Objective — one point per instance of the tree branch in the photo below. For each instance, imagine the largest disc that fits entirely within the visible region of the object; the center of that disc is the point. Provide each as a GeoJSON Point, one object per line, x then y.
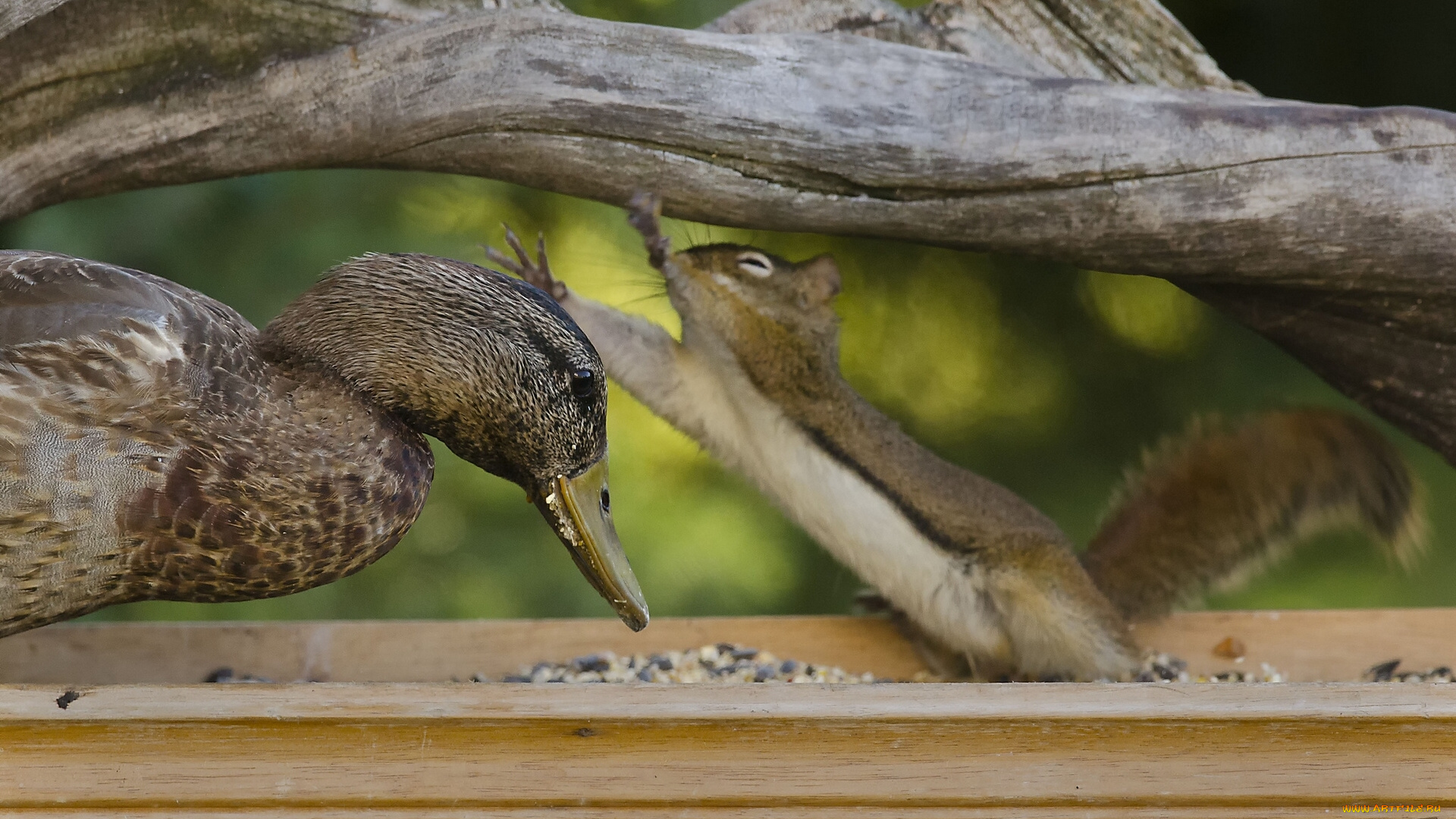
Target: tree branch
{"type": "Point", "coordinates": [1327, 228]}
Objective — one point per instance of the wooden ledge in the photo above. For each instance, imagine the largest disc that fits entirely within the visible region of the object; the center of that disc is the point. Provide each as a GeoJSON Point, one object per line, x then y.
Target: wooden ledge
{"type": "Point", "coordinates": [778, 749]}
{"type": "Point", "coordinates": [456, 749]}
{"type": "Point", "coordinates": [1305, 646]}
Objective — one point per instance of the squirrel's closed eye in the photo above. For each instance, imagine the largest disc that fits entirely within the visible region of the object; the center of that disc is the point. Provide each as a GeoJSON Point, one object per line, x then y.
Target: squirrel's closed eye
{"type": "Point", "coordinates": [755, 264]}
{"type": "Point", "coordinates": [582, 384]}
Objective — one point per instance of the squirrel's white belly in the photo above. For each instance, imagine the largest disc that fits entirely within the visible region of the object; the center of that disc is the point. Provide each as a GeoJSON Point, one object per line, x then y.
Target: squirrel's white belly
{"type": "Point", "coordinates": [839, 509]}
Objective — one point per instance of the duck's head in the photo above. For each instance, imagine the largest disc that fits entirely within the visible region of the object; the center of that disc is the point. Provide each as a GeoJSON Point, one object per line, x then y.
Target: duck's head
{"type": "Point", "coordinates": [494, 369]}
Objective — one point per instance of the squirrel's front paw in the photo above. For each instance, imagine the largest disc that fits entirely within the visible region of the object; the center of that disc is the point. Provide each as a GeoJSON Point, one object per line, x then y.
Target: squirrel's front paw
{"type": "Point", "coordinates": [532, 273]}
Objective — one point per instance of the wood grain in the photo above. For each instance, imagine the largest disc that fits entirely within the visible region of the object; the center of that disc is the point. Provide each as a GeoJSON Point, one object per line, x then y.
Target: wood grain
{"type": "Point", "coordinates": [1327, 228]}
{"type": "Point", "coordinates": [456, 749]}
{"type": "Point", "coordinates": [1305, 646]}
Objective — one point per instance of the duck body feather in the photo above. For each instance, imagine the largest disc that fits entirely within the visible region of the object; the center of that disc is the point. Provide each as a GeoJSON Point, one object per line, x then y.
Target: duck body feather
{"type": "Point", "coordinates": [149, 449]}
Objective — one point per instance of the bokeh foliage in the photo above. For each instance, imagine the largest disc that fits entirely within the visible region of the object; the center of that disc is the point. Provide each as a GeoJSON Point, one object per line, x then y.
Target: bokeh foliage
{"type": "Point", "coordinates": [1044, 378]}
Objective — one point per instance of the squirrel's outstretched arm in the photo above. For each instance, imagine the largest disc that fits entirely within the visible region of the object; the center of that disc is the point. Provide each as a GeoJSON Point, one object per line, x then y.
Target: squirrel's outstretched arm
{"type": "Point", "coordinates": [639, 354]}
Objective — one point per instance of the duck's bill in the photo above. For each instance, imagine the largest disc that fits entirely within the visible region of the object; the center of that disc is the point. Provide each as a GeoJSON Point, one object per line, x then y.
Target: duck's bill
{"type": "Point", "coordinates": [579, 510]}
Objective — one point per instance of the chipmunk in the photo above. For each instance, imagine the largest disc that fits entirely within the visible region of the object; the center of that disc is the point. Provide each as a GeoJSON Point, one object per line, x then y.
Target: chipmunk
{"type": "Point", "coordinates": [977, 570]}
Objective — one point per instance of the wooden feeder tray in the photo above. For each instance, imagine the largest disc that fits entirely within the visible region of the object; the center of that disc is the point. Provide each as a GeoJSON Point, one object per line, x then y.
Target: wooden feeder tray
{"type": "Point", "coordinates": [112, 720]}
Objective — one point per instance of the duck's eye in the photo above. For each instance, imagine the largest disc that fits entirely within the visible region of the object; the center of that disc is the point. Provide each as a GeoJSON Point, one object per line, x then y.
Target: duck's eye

● ● ●

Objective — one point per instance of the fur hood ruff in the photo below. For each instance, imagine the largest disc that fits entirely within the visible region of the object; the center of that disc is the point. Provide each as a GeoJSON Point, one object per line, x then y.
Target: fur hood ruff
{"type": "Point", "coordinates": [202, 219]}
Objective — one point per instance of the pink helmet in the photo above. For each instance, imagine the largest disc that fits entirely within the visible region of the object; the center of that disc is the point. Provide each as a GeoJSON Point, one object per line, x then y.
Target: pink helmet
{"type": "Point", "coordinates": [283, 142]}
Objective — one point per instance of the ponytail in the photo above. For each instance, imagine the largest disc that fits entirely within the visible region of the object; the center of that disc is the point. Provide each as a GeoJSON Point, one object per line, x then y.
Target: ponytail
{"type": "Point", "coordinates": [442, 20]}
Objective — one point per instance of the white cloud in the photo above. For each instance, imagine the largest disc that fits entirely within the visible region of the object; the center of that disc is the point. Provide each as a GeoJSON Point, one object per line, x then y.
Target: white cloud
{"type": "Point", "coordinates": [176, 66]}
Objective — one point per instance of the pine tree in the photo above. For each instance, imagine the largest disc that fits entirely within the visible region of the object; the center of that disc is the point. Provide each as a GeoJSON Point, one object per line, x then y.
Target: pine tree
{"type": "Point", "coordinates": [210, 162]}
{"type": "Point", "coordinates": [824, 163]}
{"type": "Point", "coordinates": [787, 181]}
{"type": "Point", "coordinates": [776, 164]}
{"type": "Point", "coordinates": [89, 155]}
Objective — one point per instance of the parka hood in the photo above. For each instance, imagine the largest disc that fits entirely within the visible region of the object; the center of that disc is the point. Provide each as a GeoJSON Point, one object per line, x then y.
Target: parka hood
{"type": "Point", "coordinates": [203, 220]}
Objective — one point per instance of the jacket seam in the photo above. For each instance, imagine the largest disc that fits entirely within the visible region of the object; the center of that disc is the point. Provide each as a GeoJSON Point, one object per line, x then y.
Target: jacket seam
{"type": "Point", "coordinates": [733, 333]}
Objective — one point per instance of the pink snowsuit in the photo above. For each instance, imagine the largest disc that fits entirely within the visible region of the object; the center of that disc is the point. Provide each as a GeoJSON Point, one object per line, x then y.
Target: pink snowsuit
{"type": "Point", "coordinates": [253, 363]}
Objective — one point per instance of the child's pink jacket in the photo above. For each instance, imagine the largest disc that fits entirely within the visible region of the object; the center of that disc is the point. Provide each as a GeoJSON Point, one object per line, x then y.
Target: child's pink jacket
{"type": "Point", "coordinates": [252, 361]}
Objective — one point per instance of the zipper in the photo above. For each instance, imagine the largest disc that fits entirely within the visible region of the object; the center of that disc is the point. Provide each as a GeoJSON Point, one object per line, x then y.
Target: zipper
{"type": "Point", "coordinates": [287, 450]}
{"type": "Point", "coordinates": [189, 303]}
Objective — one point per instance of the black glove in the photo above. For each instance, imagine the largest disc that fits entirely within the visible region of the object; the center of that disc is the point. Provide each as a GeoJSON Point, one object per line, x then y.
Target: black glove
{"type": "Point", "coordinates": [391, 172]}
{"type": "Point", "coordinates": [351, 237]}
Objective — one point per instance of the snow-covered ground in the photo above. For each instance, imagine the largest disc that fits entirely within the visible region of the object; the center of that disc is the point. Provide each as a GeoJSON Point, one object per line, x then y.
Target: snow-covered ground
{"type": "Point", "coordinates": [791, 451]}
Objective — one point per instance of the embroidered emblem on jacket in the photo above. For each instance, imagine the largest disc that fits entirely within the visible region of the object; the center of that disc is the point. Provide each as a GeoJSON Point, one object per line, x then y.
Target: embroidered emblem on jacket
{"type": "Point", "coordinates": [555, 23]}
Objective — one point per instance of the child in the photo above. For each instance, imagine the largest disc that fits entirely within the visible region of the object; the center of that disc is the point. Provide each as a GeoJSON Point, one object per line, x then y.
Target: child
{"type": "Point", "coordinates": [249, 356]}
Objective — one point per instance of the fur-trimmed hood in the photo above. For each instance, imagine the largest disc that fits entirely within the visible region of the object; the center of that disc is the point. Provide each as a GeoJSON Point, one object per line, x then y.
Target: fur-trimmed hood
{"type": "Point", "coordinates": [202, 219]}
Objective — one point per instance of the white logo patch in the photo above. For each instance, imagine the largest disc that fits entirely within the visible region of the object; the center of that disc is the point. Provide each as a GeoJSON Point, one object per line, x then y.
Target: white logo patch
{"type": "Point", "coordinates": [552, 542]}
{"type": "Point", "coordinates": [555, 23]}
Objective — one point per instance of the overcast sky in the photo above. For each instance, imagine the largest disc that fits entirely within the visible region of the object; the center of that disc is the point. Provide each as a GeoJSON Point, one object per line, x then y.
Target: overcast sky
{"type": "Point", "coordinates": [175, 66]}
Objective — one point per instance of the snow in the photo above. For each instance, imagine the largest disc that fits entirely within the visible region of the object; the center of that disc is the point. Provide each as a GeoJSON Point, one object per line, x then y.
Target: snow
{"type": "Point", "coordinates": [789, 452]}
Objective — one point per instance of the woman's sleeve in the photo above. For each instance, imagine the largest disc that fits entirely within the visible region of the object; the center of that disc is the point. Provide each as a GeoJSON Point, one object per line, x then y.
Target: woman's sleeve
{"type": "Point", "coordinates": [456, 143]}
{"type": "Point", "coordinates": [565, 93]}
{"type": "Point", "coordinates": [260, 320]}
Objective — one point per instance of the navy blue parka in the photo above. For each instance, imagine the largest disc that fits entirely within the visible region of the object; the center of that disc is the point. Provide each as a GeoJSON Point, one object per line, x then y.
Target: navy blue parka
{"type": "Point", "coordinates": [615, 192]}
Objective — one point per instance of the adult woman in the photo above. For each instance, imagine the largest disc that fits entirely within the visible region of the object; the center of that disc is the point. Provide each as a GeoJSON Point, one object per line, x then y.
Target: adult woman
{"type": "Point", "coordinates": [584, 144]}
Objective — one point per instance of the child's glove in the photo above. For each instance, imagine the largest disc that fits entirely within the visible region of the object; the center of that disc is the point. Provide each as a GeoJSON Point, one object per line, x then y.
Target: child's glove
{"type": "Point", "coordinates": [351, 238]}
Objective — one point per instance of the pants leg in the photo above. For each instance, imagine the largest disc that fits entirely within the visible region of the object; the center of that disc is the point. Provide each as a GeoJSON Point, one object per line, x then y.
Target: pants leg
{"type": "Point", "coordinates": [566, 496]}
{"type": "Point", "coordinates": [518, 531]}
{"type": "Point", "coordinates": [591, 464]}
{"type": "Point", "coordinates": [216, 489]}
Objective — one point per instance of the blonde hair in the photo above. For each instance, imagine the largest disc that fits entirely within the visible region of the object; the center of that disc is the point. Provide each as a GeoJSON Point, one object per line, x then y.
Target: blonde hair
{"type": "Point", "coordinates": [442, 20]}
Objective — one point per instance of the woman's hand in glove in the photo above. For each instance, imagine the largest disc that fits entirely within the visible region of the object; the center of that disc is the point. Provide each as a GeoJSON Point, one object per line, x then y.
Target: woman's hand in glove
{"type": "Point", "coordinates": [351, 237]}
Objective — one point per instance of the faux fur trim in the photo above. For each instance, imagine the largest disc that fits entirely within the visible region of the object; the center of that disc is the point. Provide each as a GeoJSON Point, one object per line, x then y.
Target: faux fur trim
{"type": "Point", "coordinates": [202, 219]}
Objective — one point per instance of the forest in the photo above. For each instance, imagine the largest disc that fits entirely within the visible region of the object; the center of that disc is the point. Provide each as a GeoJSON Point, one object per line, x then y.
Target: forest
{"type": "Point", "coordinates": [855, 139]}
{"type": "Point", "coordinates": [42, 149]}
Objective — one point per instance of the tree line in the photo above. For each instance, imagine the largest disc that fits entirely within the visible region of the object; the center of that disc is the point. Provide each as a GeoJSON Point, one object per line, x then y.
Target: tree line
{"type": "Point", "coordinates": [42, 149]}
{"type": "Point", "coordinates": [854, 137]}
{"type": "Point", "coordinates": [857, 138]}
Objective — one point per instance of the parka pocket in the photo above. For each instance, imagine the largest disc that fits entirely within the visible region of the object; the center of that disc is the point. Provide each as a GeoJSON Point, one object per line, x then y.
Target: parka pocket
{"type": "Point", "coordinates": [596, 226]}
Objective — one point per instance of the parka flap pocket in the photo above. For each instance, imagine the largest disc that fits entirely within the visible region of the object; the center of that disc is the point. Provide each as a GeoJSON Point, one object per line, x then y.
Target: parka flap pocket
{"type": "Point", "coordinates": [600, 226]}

● ● ●

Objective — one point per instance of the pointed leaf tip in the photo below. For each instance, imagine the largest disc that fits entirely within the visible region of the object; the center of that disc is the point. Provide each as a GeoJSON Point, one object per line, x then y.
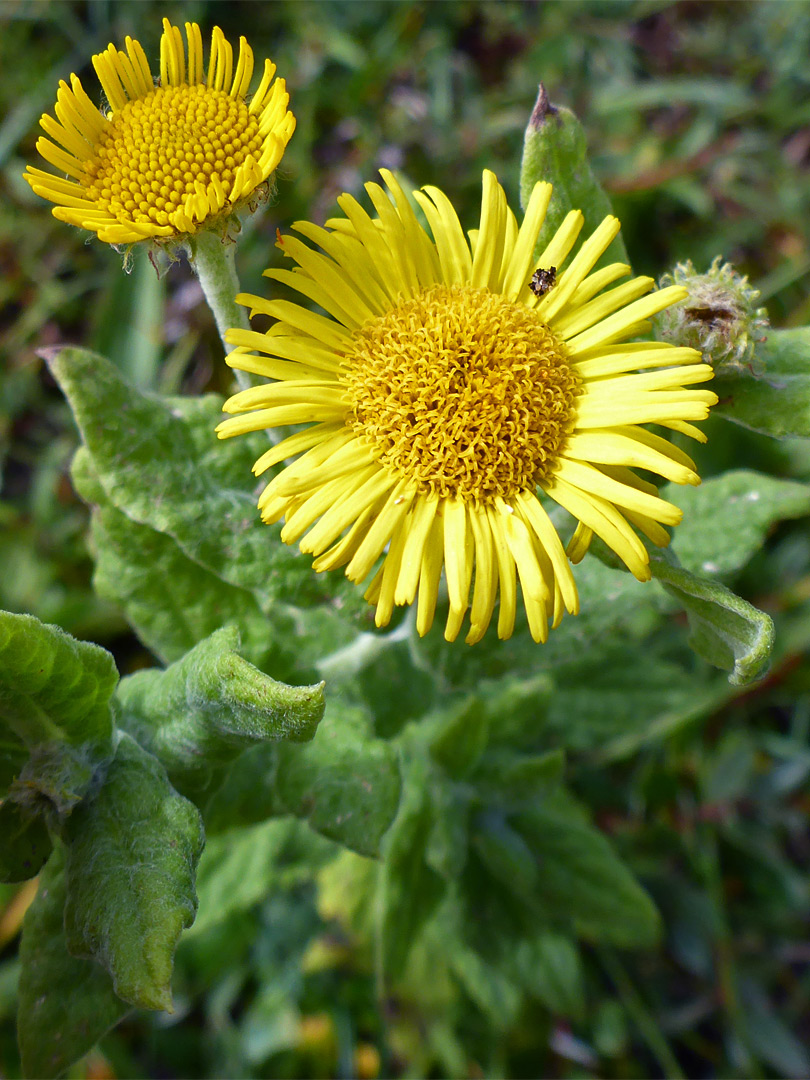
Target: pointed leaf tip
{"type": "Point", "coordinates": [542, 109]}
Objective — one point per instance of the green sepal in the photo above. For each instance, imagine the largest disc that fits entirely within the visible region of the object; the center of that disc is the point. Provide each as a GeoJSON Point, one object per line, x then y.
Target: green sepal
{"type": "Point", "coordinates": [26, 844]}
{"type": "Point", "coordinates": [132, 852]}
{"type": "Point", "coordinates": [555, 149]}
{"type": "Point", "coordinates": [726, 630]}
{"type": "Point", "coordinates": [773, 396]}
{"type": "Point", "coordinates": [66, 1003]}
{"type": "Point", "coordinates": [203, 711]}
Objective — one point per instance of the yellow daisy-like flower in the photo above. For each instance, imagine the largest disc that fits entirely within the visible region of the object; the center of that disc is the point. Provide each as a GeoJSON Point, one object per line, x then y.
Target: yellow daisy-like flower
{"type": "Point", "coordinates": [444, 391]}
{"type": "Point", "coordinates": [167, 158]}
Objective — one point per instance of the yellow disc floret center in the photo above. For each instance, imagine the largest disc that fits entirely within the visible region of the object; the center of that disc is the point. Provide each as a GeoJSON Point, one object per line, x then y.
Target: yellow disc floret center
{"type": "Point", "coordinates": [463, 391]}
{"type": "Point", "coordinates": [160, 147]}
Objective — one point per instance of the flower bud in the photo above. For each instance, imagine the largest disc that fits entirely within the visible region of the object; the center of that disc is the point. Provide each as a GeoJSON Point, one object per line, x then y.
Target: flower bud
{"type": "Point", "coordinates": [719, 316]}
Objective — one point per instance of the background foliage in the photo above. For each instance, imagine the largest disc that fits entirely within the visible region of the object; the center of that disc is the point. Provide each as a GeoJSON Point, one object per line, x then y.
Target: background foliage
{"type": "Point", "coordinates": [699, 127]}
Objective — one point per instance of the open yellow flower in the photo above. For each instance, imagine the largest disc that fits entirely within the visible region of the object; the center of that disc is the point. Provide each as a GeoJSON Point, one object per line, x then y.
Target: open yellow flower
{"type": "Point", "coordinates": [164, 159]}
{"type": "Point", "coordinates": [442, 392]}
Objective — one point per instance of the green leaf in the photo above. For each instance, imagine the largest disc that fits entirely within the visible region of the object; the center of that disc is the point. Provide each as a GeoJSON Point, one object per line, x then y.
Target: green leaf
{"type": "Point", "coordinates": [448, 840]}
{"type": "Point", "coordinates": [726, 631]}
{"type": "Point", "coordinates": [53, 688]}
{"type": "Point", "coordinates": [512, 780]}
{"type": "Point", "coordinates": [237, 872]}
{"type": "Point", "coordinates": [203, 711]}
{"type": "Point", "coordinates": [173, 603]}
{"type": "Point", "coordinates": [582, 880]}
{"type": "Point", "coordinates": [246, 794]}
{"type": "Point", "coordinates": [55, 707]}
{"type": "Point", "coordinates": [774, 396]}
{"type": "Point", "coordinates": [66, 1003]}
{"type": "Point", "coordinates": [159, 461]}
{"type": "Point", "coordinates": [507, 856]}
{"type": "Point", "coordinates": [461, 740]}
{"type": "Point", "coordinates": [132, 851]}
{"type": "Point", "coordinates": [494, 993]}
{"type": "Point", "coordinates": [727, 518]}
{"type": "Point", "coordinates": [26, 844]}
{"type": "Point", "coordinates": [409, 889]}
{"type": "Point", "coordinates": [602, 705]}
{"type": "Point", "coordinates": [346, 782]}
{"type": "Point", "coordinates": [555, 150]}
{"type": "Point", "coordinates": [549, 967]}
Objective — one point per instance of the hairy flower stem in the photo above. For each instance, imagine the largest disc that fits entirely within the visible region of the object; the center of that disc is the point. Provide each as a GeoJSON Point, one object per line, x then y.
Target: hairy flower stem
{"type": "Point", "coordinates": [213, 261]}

● ● ●

_What is required_
The required answer is each line of the data in which the word "below" appears.

_Answer box_
Objective — one point per instance of the tree branch in the photo below. For each instance, imagine the largest disc that fits entirely within the visible region of the object; the center of that disc is the point. Provide each as a GeoJSON Point, one object per line, x then y.
Objective — one point per instance of the fur hood ruff in the photo below. For each instance, imagine the largest disc that fits entirely within the visible region of the object; the center of that disc is the point. Provide each as a GeoJSON Point, one object per line, x then y.
Objective — one point per instance of the pointed leaf tip in the photo below. For each instance, imagine the largest disc that fits entirely within the visible region of the object; the center of that disc is the point. Provide each as a GeoJSON Point, one object per line, x then y.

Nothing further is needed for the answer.